• [Passage]:
-- -- --

Question

HISAT2 index generation

0

Entering edit mode

5.5 years ago

deshpande.neha2 • 0

I made a fasta file combining the genome annotations from 2 organisms(S.cerevisiae and S.Pombe). I want to use this file as a reference to align my RNAseq reads. How do I generate HISAT2 indexes for this file? I read the hisat2 manual and looked at a few blogs online but nothing seems to work. Where do I generate indexes? Is it possible to do it on a computer cluster like ada?

RNA-Seq alignment sequencing • 7.6k views

ADD COMMENT • link 5.5 years ago by deshpande.neha2 • 0

0

Entering edit mode

@ genomax We used S.Pombe as a spike in control while making library preps for S.Cerevisiae samples. I would need a composite index file to align my reads. As I wrote before, I have read the manual multiple times and find the instructions quite vague and non specific. That being said, I'm still a novice trying to learn things as I go along.

-- -- --

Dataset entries
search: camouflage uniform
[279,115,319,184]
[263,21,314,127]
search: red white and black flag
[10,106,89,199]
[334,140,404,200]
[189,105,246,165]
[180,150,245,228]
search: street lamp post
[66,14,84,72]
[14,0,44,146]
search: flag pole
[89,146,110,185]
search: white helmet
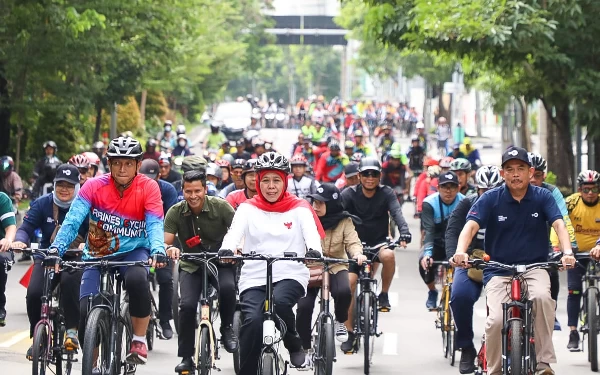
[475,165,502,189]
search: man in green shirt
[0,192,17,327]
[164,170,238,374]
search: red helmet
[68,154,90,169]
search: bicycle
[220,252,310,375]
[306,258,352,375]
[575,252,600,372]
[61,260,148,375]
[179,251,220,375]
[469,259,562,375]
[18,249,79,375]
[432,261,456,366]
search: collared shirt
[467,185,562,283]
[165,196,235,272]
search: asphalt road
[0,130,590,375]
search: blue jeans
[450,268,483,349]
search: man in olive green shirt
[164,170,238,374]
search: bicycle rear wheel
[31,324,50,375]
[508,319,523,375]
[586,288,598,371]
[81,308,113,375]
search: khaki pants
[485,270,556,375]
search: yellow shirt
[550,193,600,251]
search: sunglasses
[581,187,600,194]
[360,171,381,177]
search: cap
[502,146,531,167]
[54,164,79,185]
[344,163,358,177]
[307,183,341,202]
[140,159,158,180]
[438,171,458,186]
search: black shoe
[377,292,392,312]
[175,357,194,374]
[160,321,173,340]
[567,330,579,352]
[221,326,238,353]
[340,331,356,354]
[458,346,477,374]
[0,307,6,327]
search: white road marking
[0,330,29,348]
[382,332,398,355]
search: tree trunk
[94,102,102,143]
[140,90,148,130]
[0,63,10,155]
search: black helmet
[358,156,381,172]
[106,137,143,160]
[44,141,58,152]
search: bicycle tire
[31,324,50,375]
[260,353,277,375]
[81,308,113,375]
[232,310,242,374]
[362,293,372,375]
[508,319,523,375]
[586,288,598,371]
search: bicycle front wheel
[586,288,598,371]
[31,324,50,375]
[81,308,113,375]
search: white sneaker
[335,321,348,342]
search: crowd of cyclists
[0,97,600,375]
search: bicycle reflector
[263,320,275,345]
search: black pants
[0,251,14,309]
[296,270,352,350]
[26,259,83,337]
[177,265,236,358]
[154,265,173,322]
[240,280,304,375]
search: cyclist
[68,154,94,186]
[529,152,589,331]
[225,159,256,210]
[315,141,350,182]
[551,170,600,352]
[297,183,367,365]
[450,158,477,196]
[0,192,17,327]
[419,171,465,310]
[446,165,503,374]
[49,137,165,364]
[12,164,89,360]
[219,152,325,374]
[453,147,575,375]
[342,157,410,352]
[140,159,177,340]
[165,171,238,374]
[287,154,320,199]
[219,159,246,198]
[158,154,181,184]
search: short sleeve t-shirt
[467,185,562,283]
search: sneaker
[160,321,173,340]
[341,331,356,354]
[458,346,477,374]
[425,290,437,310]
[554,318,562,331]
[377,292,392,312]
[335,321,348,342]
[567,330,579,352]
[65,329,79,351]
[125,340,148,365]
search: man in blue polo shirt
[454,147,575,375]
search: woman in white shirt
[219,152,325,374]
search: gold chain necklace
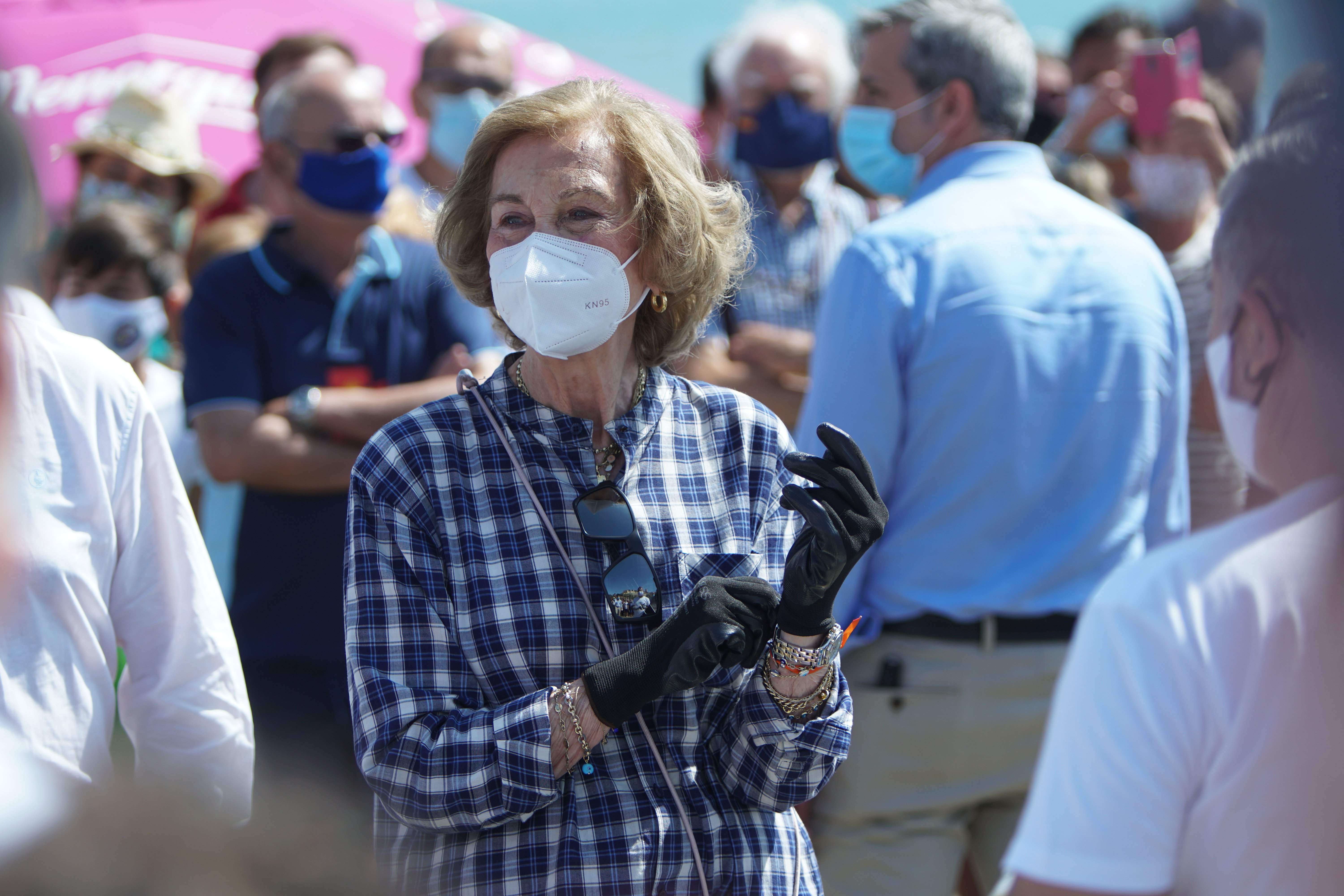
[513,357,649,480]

-- -- --

• [Tasks and exercises]:
1. Using the HISAT2 forum thread, mark each statement yes or no. Quote the words from the thread that decide it. (a) The fasta file combines genome annotations from S. cerevisiae and S. pombe. (b) The poster found the instructions in the hisat2 manual clear and specific. (c) S. pombe served as a spike in control in the library preps.
2. From the HISAT2 forum thread, extract the stretch from "I made a fasta" through "I go along.".
3. In one to three sentences, explain why the poster in the HISAT2 forum thread says a composite index file is needed.

• [Results of the tasks]:
1.
(a) Yes: "I made a fasta file combining the genome annotations from 2 organisms(S.cerevisiae and S.Pombe)."
(b) No: "I have read the manual multiple times and find the instructions quite vague and non specific."
(c) Yes: "We used S.Pombe as a spike in control while making library preps for S.Cerevisiae samples."

2.
I made a fasta file combining the genome annotations from 2 organisms(S.cerevisiae and S.Pombe). I want to use this file as a reference to align my RNAseq reads. How do I generate HISAT2 indexes for this file? I read the hisat2 manual and looked at a few blogs online but nothing seems to work. Where do I generate indexes? Is it possible to do it on a computer cluster like ada?

RNA-Seq alignment sequencing • 7.6k views

ADD COMMENT • link 5.5 years ago by deshpande.neha2 • 0

0

Entering edit mode

@ genomax We used S.Pombe as a spike in control while making library preps for S.Cerevisiae samples. I would need a composite index file to align my reads. As I wrote before, I have read the manual multiple times and find the instructions quite vague and non specific. That being said, I'm still a novice trying to learn things as I go along.

3. The poster used S. pombe as a spike in control while making library preps for the S. cerevisiae samples. For that reason, aligning the reads requires a composite index file.